**Bacaan yang Disediakan:**
========================

Kemudian, maksud daripada kalimat dalam Putusan MKRI Nomor 35/PUU-XVII/2018, halaman 317, huruf c paragraf 2, mengenai ‘jangka waktu penyelesaian konflik internal organisasi advokat’ dan tentang ‘lewatnya masa dua tahun sebagaimana amar putusan Perkara Nomor 101/PUU-VII/2009’ itu merujuk kepada tenggang waktu yang diberikan baik oleh MA maupun MK kepada organisasi ‘yang pada saat ini secara de facto ada’ [vide Putusan Nomor 101/PUU-VII/2009] yaitu PERADI dan KAI. [vide angka [3.14] nomor (4) Putusan MKRI Nomor 112/PUU-VII/2014, hlm. 86 dan Putusan MKRI Nomor 101/PUU-VII/2009].

========================

**Data Hasil Ekstraksi:**

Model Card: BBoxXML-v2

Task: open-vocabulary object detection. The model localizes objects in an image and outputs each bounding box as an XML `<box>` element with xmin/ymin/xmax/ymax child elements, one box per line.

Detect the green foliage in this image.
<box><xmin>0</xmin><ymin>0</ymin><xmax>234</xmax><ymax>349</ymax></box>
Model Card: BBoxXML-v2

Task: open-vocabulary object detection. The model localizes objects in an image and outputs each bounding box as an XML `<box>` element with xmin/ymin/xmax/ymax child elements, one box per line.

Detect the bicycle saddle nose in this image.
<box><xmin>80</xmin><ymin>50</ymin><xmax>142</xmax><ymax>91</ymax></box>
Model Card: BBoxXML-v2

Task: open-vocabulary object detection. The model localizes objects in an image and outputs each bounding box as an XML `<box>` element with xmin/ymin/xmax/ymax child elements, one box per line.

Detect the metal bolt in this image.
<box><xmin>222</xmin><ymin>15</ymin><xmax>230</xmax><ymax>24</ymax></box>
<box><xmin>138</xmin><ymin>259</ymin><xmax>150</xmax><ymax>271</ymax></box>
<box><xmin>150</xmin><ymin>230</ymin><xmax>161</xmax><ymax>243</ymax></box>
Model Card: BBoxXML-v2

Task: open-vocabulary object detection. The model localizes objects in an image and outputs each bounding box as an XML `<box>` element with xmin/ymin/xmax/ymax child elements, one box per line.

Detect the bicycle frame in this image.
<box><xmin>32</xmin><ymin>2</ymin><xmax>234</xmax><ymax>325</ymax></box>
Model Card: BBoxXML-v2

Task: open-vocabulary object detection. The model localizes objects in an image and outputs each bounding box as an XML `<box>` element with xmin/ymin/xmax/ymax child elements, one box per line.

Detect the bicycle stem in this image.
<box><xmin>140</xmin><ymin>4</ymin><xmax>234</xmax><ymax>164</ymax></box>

========================

**Soal yang Diberikan:**
Silakan sambung teks tentang putusan MK mengenai organisasi advokat, mulai tepat setelah kalimat terakhirnya. Baris-baris data di atas merupakan bahan tersendiri yang terpisah dari teks.

**Jawaban Tertulis:**
Jangka waktu tersebut diberikan dengan tujuan bahwa PERADI dan KAI, harus mengupayakan terwujudnya Organisasi Advokat sebagaimana dimaksud Pasal 28 ayat (1) UU Advokat. [vide Putusan MKRI Nomor 101/PUU-VII/2009, hlm. 35].

 

Akhirnya kedua Mahkamah berpendapat yang sama untuk tidak perlu lagi memberikan jangka waktu penyelesaian konflik internal organisasi advokat yang terus muncul [vide Putusan MKRI Nomor 112/PUU-VII/2014, hlm. 89], dan bahkan PERADI yang dianggap sebagai wadah tunggal sudah terpecah dengan masing-masing mengklaim sebagai pengurus yang sah [vide SKMA Nomor 73/KMA/HK.01/IX/2015 angka 2 mendasarkan pada SKMA Nomor 089/KMA/HK/VI/2010].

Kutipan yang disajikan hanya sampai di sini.